DESCRIPTION OF THE TASK
Rescale everything from the line containing "Practice step: point at the window pane" down to the end of the records below, and reproduce those lines with their requests included. Multiply every coordinate in the answers by 1.3 and round each result to a whole number, with halves rounded up.

[Data extracted from a collection]
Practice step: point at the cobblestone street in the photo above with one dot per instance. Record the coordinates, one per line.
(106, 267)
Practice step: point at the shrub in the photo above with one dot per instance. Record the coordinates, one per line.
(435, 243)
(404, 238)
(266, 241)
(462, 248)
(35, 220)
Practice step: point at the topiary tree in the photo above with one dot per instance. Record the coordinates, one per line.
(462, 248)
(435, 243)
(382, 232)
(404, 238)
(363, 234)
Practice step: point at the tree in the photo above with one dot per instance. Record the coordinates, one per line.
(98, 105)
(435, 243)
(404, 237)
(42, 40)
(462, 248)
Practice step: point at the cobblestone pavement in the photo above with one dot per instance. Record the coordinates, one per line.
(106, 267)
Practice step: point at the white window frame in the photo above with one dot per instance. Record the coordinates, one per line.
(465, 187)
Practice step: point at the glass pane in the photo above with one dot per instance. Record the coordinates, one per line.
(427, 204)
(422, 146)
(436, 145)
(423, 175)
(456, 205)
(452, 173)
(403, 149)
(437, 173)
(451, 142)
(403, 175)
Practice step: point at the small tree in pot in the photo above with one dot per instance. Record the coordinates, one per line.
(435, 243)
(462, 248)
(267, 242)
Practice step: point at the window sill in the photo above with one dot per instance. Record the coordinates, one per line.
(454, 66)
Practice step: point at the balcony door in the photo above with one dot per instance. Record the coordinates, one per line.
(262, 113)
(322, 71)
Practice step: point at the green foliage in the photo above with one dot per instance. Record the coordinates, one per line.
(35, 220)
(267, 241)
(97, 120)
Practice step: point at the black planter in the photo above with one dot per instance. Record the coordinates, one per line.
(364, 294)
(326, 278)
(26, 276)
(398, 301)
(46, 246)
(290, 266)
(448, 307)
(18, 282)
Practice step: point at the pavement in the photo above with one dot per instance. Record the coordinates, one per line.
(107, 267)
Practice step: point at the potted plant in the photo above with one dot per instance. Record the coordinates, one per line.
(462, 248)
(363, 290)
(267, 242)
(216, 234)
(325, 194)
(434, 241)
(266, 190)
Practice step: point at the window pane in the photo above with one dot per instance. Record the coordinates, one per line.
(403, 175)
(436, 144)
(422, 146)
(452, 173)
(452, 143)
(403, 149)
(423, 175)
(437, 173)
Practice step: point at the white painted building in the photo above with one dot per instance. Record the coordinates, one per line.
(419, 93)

WRITTEN SOLUTION
Practice step: point at the window pane in the photo above with one dot per instance. Record the coordinates, one per line.
(524, 228)
(567, 187)
(549, 190)
(588, 225)
(588, 186)
(524, 194)
(550, 228)
(568, 225)
Practice step: point at the white painted building in the photo above with one dot per instance. Record the coordinates, one per line.
(545, 121)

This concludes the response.